* BEGIN SUPPLIED PASSAGE *

In expressing his opposition to the project, Councillor Bruce Phinney called on the town to replace Crandall Engineering, the Moncton-based consulting firm that so far, has led the design and oversight of all three phases of the Lorne Street project.

I have no faith in Crandall Engineering,” Phinney said, adding he’s also starting to have concerns about the town’s senior staff.

“I’m actually even making a recommendation that Mr. [Jamie] Burke, Mr. [Dwayne] Acton and Mr. [Phil] Handrahan be removed from the employment of this town and find somebody to replace them as well.”

When Mayor John Higham warned Phinney that his words carried no immunity and that legal action could be taken against him, the councillor responded that he was recommending replacement of the Senior Manager of Corporate Projects, the Town Engineer and its Chief Administrative Officer because their mistakes cost $525,000.

Phinney was referring to the discovery of 14-thousand tonnes of contaminated soil and other materials on land the town acquired on an “as is” basis from CN Rail in order to dig a 40,000 cubic metre retention pond that is still under construction as part of Phase II of the flood control project.

To read a transcript of Phinney’s remarks, click here.

Mayor explains need for Phase III

Mayor John Higham

Mayor Higham prefaced the debate over whether the town should apply for more funding to complete Phase III by reminding councillors that in 2014, CN Rail had threatened to sue Sackville because of flooding.

Although CN withdrew its threat then, the mayor described the company as “very litigious” believing that the courts would side with it if flooding caused a shut down that would disrupt its whole system.

“Any train that’s stalled here affects basically a supply line that goes across North America,” Higham said.

“If we’re lucky and it’s only for an hour or two, that’s significant, but it does delay a whole variety of other trains for an hour or two. So, if it’s going to be a day or two, recall this is going to be tens of millions of dollars of potential liability. Tens of millions of dollars.”

The mayor suggested that insurance would cover the town’s liability only if it invests in flood control projects designed to handle one-in-one-hundred-year storms.

“The reality of the insurance industry is if you do not build to what is a one-in-one-hundred year event that you’re aware of and know of, then your insurance doesn’t apply because you consciously chose not to build to the acceptable standard of the day,” Higham said.

To read a transcript of the mayor’s remarks, click here.

Fire insurance

Councillor Bill Evans

In supporting the motion to seek more funds for completion of Phase III, Councillor Bill Evans said the town would be preparing itself for a worst-case scenario, flooding that may never happen.

“Most of the time, it’s going to look like we don’t need this,” Evans said. “The retention ponds will be empty most of the time and even when there’s significant rainfall events, they’re not all going to be full,” he added.

“This is preparing for the worst case. So I just want to make that point to all the people who say ‘we don’t need to do this’  because it’s like I had a house for 40 years and had fire insurance for 40 years and never got a penny, so I guess that was a big mistake having fire insurance. I don’t think so.”

* END SUPPLIED PASSAGE *

### PROBLEMS TO WORK ON
1. In the article on the Lorne Street flood control debate, translate this sentence into Spanish: "The mayor suggested that insurance would cover the town's liability only if it invests in flood control projects designed to handle one-in-one-hundred-year storms."
2. According to the article on the Lorne Street flood control debate, how much did Councillor Phinney say the senior staff's mistakes cost?
3. Continue the article on the Lorne Street flood control debate from its last paragraph.

* BEGIN RECORD EXTRACTS *

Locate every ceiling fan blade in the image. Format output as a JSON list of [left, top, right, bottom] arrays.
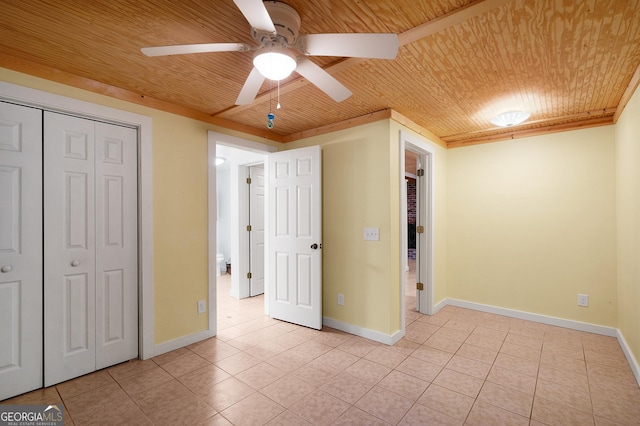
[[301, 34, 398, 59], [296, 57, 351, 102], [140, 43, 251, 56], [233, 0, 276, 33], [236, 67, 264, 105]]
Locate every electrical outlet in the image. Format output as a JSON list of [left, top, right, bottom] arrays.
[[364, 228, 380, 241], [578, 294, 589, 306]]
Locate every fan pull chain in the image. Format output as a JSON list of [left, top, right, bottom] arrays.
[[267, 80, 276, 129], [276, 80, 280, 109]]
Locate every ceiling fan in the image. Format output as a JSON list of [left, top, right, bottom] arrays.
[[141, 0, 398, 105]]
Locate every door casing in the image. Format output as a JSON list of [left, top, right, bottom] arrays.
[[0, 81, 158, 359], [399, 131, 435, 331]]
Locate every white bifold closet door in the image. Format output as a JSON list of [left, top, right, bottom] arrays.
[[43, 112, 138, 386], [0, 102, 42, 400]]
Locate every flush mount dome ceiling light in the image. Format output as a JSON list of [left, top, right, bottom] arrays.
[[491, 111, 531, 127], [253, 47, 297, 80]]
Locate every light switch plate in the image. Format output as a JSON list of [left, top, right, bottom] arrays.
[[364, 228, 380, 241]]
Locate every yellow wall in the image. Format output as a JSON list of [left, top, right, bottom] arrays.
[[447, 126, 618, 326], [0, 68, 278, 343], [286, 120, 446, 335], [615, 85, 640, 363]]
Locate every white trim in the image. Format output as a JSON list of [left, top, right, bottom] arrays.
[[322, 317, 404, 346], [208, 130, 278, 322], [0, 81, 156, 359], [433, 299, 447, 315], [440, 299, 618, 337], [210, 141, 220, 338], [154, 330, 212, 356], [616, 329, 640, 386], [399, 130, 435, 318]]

* END RECORD EXTRACTS *

### EXPECTED RESPONSES
1. El alcalde sugirió que el seguro cubriría la responsabilidad del municipio solo si este invierte en proyectos de control de inundaciones diseñados para soportar tormentas de las que se producen una vez cada cien años.

2. $525,000.

3.
Councillor Shawn Mesheau, who voted with Phinney against the motion to apply for more Phase III funds, suggested that council was being pressured into making a quick decision.

Town manager Jamie Burke responded that the town didn’t know the cost-shared, funding program would be going ahead until May 7th when the province invited municipalities with “shovel-ready” projects to apply by June 28.

Tax increase?

CAO Phil Handrahan sounded exasperated at the criticism of town staff saying that he and the department heads have always worked hard in the best interests of the town and its citizens following directions given to them by the mayor and council.

“You people were elected to make the decisions and be accountable to the public. We’re here to do what you want us to do and you direct us to do it. That’s all we’re trying to do,” Handrahan said.

CAO Phil Handrahan

The CAO picked up on Treasurer Michael Beal’s financial analysis showing that although it’s unlikely, council might have to raise taxes to cover its share of the costs of the flood control project.

“It pushes us financially. It doesn’t fit with where we hoped to be,” Handrahan said. “It might mean a tax increase in a year or two, but our financial position compared to other municipalities and our borrowing capacity, we’re in very good shape in Sackville,” he added.

“If it scares you, don’t do it,” Handrahan told council. “Sit back and do nothing and we’ll just see what happens because you’re right, we haven’t had a flood in a few years, but you had three of them in my first two years here that weren’t supposed to be the one-in-one-hundred, but it shut us down and there was lots of criticism and complaints,” he said.

To read a transcript of the CAO’s remarks, click here.

Bill Evans was the only councillor to respond to Bruce Phinney’s call for the dismissal of senior staff. To read his comments, click here.

To read the motion that was approved by Deputy Mayor Ron Aiken, Councillors Allison Butcher, Andrew Black, Joyce O’Neil, Bill Evans and Michael Tower, click here.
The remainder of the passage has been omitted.